• _Task objective_
The copy you return should hold every record below word for word and no images.

[[ Data for this task, beginning ]]

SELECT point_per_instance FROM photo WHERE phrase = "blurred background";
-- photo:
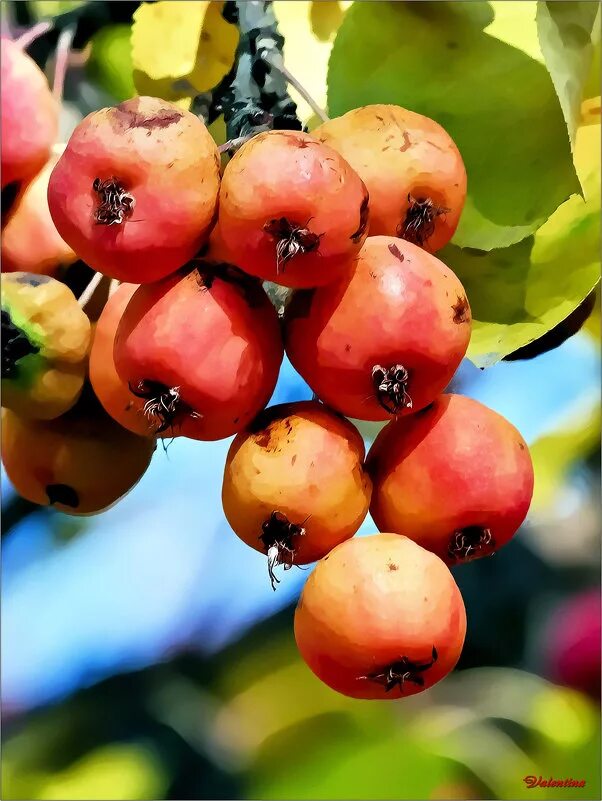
(145, 655)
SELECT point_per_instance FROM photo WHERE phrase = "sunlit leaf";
(111, 772)
(50, 8)
(498, 104)
(565, 35)
(555, 454)
(520, 292)
(309, 30)
(110, 62)
(181, 48)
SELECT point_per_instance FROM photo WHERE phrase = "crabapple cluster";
(189, 344)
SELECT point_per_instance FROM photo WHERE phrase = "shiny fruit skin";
(30, 241)
(45, 343)
(371, 602)
(29, 115)
(288, 175)
(81, 463)
(399, 153)
(165, 160)
(111, 391)
(401, 305)
(455, 466)
(212, 333)
(306, 462)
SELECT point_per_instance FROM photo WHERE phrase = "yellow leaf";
(181, 48)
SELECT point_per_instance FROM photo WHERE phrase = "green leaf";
(556, 453)
(111, 772)
(181, 48)
(51, 8)
(498, 104)
(519, 293)
(110, 62)
(565, 35)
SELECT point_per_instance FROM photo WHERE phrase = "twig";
(234, 144)
(278, 63)
(63, 48)
(86, 295)
(39, 29)
(253, 96)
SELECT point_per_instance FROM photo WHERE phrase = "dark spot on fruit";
(364, 211)
(31, 279)
(406, 142)
(63, 494)
(300, 305)
(419, 223)
(397, 673)
(16, 345)
(395, 251)
(471, 542)
(9, 195)
(291, 239)
(264, 439)
(461, 311)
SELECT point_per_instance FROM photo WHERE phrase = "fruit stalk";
(253, 96)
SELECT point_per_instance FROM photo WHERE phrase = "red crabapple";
(294, 484)
(412, 168)
(29, 115)
(30, 241)
(457, 478)
(135, 191)
(45, 343)
(387, 339)
(80, 463)
(113, 393)
(292, 210)
(380, 617)
(203, 348)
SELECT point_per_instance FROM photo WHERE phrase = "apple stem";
(37, 30)
(86, 295)
(61, 61)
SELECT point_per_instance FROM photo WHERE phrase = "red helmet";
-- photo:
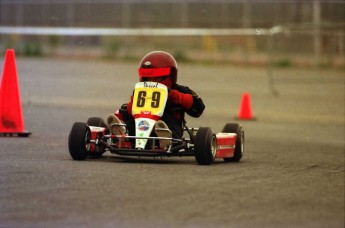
(159, 64)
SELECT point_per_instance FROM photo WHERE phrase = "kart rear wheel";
(79, 141)
(205, 146)
(239, 148)
(97, 122)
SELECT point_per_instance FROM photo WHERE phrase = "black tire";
(239, 148)
(97, 122)
(79, 141)
(205, 146)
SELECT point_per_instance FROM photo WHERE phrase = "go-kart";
(95, 137)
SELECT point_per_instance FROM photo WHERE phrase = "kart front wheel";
(205, 146)
(79, 141)
(239, 147)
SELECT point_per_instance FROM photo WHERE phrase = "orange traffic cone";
(245, 112)
(11, 114)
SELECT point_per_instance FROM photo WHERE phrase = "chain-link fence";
(312, 31)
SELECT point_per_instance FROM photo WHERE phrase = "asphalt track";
(292, 173)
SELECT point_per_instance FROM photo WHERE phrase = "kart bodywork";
(94, 137)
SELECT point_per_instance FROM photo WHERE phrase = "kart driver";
(160, 66)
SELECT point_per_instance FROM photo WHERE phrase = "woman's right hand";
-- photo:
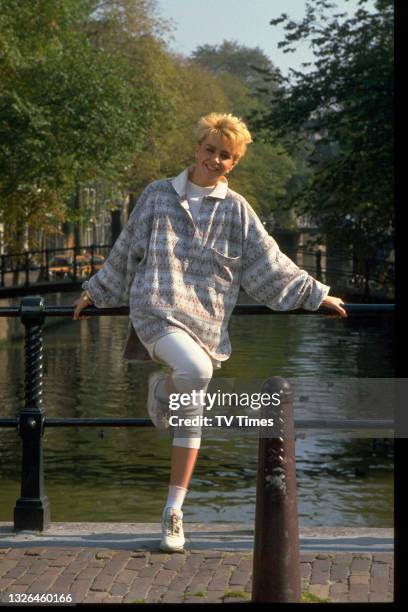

[[ Data for this task, end ]]

• _Result_
SELECT point_per_instance FROM photo WHERE phrase = "blurred background";
-- photo:
(145, 655)
SELECT point_per_instance FROM photo WHERE phrase = "sunlit leaf";
(111, 772)
(50, 8)
(498, 104)
(565, 35)
(555, 454)
(520, 292)
(309, 30)
(110, 62)
(181, 48)
SELECT point_per_instance FROM photo WHERE phrase = "crabapple cluster";
(189, 344)
SELECT point_per_instance FROM photo WHERE phrase = "shiny fruit skin";
(30, 241)
(45, 343)
(371, 602)
(29, 115)
(288, 175)
(81, 463)
(399, 153)
(165, 160)
(111, 391)
(401, 305)
(455, 466)
(212, 333)
(306, 462)
SELECT point_per_instance FROM photo WHERE phrase = "yellow leaf";
(181, 48)
SELECT point_per_instance FROM photo WHERE phrase = "green leaf";
(556, 453)
(111, 772)
(181, 48)
(51, 8)
(498, 104)
(519, 293)
(110, 62)
(565, 35)
SELECT point_per_instance FROM photo WHERE phrase = "twig";
(234, 144)
(278, 63)
(63, 48)
(86, 295)
(39, 29)
(253, 96)
SELECT point_per_instance FROM photo WHERE phrase = "dark spot on fruit";
(364, 211)
(31, 279)
(406, 142)
(63, 494)
(300, 305)
(419, 223)
(397, 673)
(16, 345)
(395, 251)
(471, 542)
(9, 195)
(291, 239)
(264, 439)
(461, 311)
SELECT point_per_instance FROM photo WHERE phrase = "fruit stalk";
(253, 96)
SELECT point_per_instance FROM photo WHERE phrase = "red crabapple";
(294, 484)
(412, 168)
(29, 115)
(30, 241)
(457, 478)
(135, 191)
(45, 343)
(387, 339)
(80, 463)
(113, 393)
(292, 210)
(380, 617)
(203, 348)
SELECT point_per_instance FROM photo WHERE phrase = "apple stem";
(37, 30)
(86, 295)
(61, 61)
SELECT point_per_instance FROM photo WHERE phrase = "red helmet";
-- photo:
(159, 64)
SELECT point_per_instance FROM photo WHERE phrase = "kart rear wheel";
(79, 141)
(205, 146)
(239, 148)
(97, 122)
SELECT point_per_instance FROM photo WHERE phrase = "black tire";
(239, 148)
(97, 122)
(79, 141)
(205, 146)
SELECT point_per_instance FROM photo WHERE phrase = "go-kart";
(95, 137)
SELECT point_per_instance FROM photo WHERE phrase = "kart front wheel";
(205, 146)
(79, 141)
(239, 147)
SELECT point_per_instance FROM photo WHERE phrase = "orange traffic cone";
(245, 112)
(11, 114)
SELECT point_per_instance FROM photo WHERE phrase = "chain-link fence";
(312, 31)
SELECT point_per_instance FROM photo WHERE phrase = "asphalt track";
(292, 173)
SELECT point_per_instance FROM photo WHERE phrase = "kart bodywork";
(94, 137)
SELECT point_per_instance FROM photo WHERE phrase = "kart driver";
(160, 66)
SELECT point_per_instance FROM photo WHERE phrase = "woman's right hand";
-- photo:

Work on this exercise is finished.